Copy everything from the line containing "target: turquoise sea water" down to the end of the material, swapping "boy's" for "child's" and leaving everything else unchanged.

*** Supplied data

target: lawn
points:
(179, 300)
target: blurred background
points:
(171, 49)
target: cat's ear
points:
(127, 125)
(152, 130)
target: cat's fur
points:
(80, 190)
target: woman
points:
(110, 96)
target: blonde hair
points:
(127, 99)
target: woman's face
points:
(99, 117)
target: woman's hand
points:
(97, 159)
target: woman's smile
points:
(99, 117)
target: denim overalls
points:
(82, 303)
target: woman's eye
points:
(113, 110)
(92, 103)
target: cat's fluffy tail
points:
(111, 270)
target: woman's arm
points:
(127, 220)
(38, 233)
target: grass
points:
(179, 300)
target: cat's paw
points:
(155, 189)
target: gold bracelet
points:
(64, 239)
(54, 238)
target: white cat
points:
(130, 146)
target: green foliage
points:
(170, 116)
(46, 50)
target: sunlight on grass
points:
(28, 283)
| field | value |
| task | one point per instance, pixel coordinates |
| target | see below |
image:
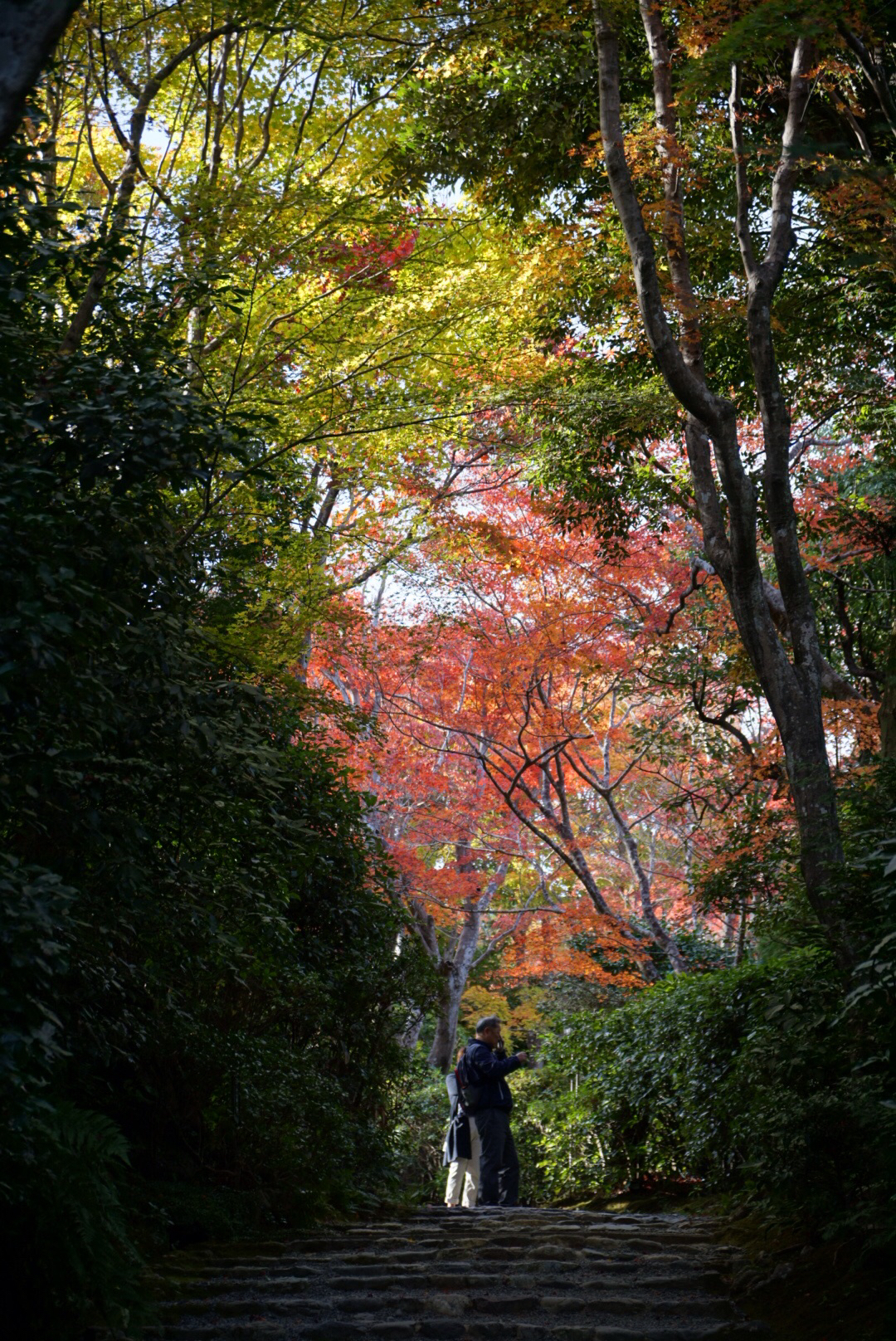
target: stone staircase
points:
(465, 1275)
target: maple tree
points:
(636, 172)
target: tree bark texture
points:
(793, 676)
(28, 32)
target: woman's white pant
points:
(465, 1173)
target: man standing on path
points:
(487, 1066)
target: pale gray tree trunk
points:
(793, 676)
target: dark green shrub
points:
(743, 1079)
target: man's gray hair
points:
(489, 1022)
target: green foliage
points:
(67, 1247)
(743, 1079)
(199, 929)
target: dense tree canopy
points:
(448, 562)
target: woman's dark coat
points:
(458, 1145)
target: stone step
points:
(448, 1329)
(487, 1275)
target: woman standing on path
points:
(461, 1149)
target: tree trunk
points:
(791, 683)
(28, 32)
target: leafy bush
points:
(743, 1079)
(199, 929)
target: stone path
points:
(465, 1275)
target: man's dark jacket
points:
(489, 1075)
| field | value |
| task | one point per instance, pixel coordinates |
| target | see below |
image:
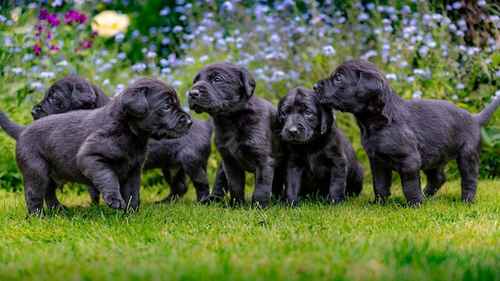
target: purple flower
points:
(73, 16)
(44, 14)
(37, 49)
(53, 20)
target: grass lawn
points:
(443, 240)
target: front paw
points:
(115, 201)
(335, 199)
(261, 201)
(292, 202)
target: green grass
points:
(443, 240)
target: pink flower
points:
(86, 44)
(54, 48)
(73, 16)
(44, 14)
(53, 20)
(37, 49)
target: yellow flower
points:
(109, 23)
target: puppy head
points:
(152, 108)
(69, 93)
(301, 117)
(355, 86)
(221, 88)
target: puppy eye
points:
(338, 78)
(218, 78)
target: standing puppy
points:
(175, 157)
(406, 136)
(319, 156)
(104, 147)
(243, 132)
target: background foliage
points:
(442, 50)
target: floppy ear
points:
(134, 102)
(327, 119)
(88, 99)
(383, 99)
(248, 82)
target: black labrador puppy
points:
(320, 158)
(406, 135)
(243, 129)
(104, 147)
(175, 157)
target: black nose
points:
(185, 121)
(36, 111)
(194, 93)
(293, 131)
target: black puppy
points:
(320, 158)
(69, 93)
(185, 155)
(104, 147)
(243, 133)
(406, 136)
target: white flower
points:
(109, 23)
(391, 76)
(47, 74)
(328, 51)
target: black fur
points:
(175, 157)
(243, 133)
(406, 135)
(320, 158)
(104, 147)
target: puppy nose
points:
(293, 130)
(316, 87)
(194, 93)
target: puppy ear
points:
(88, 99)
(134, 102)
(248, 82)
(383, 99)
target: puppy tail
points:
(484, 116)
(11, 128)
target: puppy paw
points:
(115, 202)
(260, 201)
(292, 202)
(334, 200)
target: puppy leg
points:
(293, 184)
(221, 185)
(280, 174)
(354, 184)
(435, 179)
(130, 190)
(263, 185)
(198, 176)
(468, 165)
(178, 186)
(51, 197)
(94, 195)
(103, 178)
(382, 177)
(36, 182)
(236, 178)
(338, 179)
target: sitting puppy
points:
(104, 147)
(406, 136)
(319, 156)
(243, 132)
(185, 155)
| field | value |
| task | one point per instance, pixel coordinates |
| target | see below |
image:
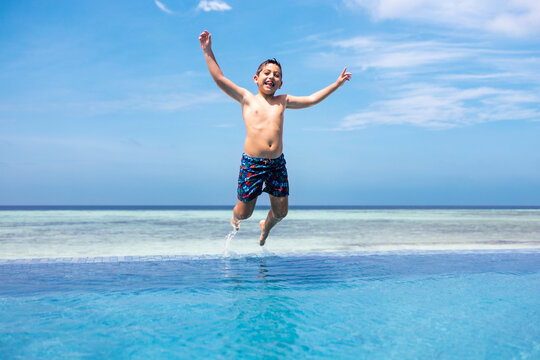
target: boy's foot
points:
(235, 224)
(264, 233)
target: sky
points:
(111, 103)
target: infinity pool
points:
(444, 305)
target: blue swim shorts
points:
(256, 172)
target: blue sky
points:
(110, 102)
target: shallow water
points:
(444, 305)
(88, 233)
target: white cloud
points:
(510, 17)
(446, 107)
(371, 52)
(162, 7)
(213, 5)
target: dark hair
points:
(269, 61)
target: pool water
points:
(444, 305)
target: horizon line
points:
(293, 207)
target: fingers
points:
(345, 75)
(204, 35)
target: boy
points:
(263, 161)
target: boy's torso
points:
(264, 126)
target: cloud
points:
(509, 17)
(162, 7)
(446, 107)
(373, 52)
(213, 5)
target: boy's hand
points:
(344, 76)
(206, 40)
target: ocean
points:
(162, 282)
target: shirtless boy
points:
(263, 162)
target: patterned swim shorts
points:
(254, 172)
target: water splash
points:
(228, 239)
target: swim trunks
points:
(254, 172)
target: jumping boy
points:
(263, 161)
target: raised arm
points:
(230, 88)
(300, 102)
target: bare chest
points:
(261, 113)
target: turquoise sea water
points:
(349, 283)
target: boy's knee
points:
(242, 214)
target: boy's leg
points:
(242, 211)
(279, 207)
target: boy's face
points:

******

- **Exercise solution**:
target: turquoise sea water
points:
(349, 283)
target: child's knee
points:
(242, 214)
target: child's leg
points:
(242, 211)
(279, 207)
target: child's face
points:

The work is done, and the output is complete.